EXTRACT:
Tag Archives: eddie cowan

Eddie’s joyful loneliness

You make the hundred. You go crazy. The crowd roar. You celebrate with your batting partner. You acknowledge your family, team-mates and the crowd. The celebration is then replayed with the commentator explaining what it means. Usually that is it.

We’ve seen it so many times that sometimes we don’t even pay that much attention. If it’s someone’s first, you might watch just to see how they react. What sort of person are they. Did they kiss their badge? or the turf? Did they squeal uncontrollably? Were they almost crying. How did the non-striker react to it all? Then you go back to half-watching the cricket like you always do.

But Channel 9 caught something else on Ed Cowan.

Mark Nicholas was busy contextualising the event for us as quick as he could before the producer put a commercial on. As he was, Cowan came to a standstill and had a moment to himself.

It was during an ad break in Australia, but if you were watching internationally you would have seen the moment after the over was bowled. No commentary. No hype. Just the gentle background cricket crowd noise and a close up of a man who had just made his first Test hundred.

Cowan took a deep breath after completing a quick two, but it wasn’t the deep breath of someone who had run, but the deep breath of someone trying to get his thoughts in order. Quickly he took his helmet off and rubbed his eyes dry. Then he looked up above. Cowan said it was for his mentor Peter Roebuck, but it was quickly aborted due to the sweat that was in his eyes. That is assuming it was sweat and not something else. Cowan then looked up the pitch and smiled, smiled that nervous kind of smile that you do when you cannot believe how lucky you are.

DATA EXCERPT:

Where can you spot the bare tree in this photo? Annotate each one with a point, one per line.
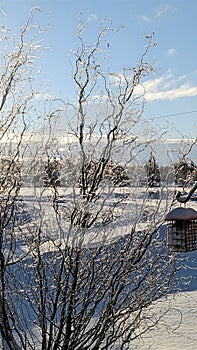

TASKS TO CARRY OUT:
A: Answer these from the piece on Ed Cowan's first Test hundred:
(i) Which TV channel caught the moment on Cowan?
(ii) Which commentator was explaining the event before the producer cut to a commercial?
(iii) Who did Cowan say his look upward was for?
B: Carry on the piece about Ed Cowan's first Test hundred from its last sentence.

EXPECTED RESULTS:
A:
(i) Channel 9
(ii) Mark Nicholas
(iii) His mentor, Peter Roebuck

B:
The crowd then gave him a gentle applause. The sort of applause you give to a bowler as he walks down to the crowd after taking a wicket. He acknowledged them in an awkward way by barely raising his helmet, like he was embarrassed to continue to celebrate his hundred. Like an actor who feels comfortable with an encore. Cowan wandered down the pitch unsure of what to do, how to act, where to go.

Clarke had left to see the 12th man about a dog, no one seemed close enough to talk to Cowan. The South Africans had gone hard at him in the morning, and probably didn’t want to chat with him. The umpire was not around either. It was like everyone had left him alone so he could have a moment to himself, but all he wanted was someone to come over and talk to him.

The man had just made a Test hundred but he looked so alone. For a while he just stood at the non-striker’s end, waiting for everyone to get into their place for the next over.

Perhaps he knew the cameras were still on him and didn’t want to look smug, but I don’t think so. I think he genuinely couldn’t believe how lucky he was, and really had no idea what to do next. It was like he was waiting for Clarke or an umpire to give him instructions on how to act.

In a shield match he probably would have just made the century and relaxed, but this wasn’t a shield match, even if the crowd size hinted it was.

Everything has changed for Cowan now. In some eyes he was the walking dead. A middling middle-aged cricketer one bad shot from the end of his career. It looked like Test attacks had worked him out. There were articles suggesting he’d be first out of the team. Too defensive. Not enough runs. Rob Quiney and Shane Watson wanting his spot.

And then he makes that Test century, and has about 45 seconds to think about it.

Cowan has spent his whole life trying to make that century, he’s probably thought about how he would celebrate, which ground it would happen at, where his wife would be, maybe even how he’d raise his bat. No one teaches you what to do next. There was no Friday Night Lights swelling of the music; just crowd hum and Cowan standing on his own.

Eventually Cowan put his helmet on and tried to get back into the headspace you need to be in to face Morne Morkel. The only difference about the next ball was that he faced it having achieved something that no one would have believed possible a year before.

Ed Cowan is now a Test centurion.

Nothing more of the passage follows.